▸ Page extract
════════
Rosemary Hayes (born 10 December 1942) is a British author who has written around 50 books for children aimed at ages from seven years to teenagers. She has edited many more. She worked for Cambridge University Press and then set up her own publishing house, Anglia Young Books.

Early life and education
Hayes was born and brought up in rural Berkshire.  She read avidly as a child and was particularly influenced by the books of Elizabeth Goudge and the Chronicles of Narnia by C. S. Lewis.

Hayes attended Brightwalton Primary School from 1947-50 then St Gabriel’s, Sandleford Priory in Newbury.  In 1970, she enrolled in a Creative Writing Course at Monash University, Melbourne, Australia.
════════
▸ Given entries

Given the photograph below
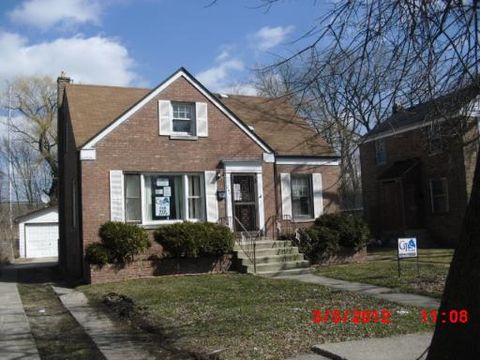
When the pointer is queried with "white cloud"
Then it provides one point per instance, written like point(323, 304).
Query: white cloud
point(46, 13)
point(216, 77)
point(93, 60)
point(269, 37)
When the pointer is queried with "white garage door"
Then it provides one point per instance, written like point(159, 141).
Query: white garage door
point(41, 240)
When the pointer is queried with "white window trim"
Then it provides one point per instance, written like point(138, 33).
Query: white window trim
point(447, 197)
point(185, 208)
point(193, 125)
point(312, 215)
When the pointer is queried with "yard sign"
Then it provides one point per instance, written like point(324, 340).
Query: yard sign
point(407, 248)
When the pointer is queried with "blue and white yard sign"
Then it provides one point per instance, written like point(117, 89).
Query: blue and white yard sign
point(407, 247)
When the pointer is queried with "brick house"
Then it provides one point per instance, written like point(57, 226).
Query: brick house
point(179, 152)
point(417, 169)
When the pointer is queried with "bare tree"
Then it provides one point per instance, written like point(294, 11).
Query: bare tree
════════
▸ Problems to work on
**a.** Answer these on the Rosemary Hayes biography, one line each:
(i) What publishing house did Hayes set up?
(ii) Which primary school did she attend, and in what years?
(iii) Where did she enroll in a creative writing course in 1970?
**b.** Write the next part of the Rosemary Hayes biography, starting after its last sentence.
The rows come from a separate source.

▸ Responses by task
**a.**
(i) Anglia Young Books
(ii) Brightwalton Primary School, 1947-50
(iii) Monash University, Melbourne, Australia

**b.**
Career 
Hayes came to writing from a background in advertising, marketing and publishing. She worked intermittently for Cambridge University Press from 1986-2001 and one of her jobs was to run a national children’s writing competition, The Cambridge Young Writers’ Award, which attracted thousands of entries.  In  1989, she launched her own publishing company, Anglia Young Books, producing curriculum-related historical fiction for primary schools. She sold the company to Mill Publishing in 2000 but continued to commission books for the new owners for several years.
She has written more than 45 books for children and is working on more. Her first novel, ‘Race Against Time’ (set in Australia) was runner up for the Kathleen Fidler Award in 1988. Many of Hayes’ other books have been shortlisted for awards. Details are on her author website. Hayes teaches Creative Writing at an adult learning centre in Letchworth and runs creative writing workshops in various schools in England.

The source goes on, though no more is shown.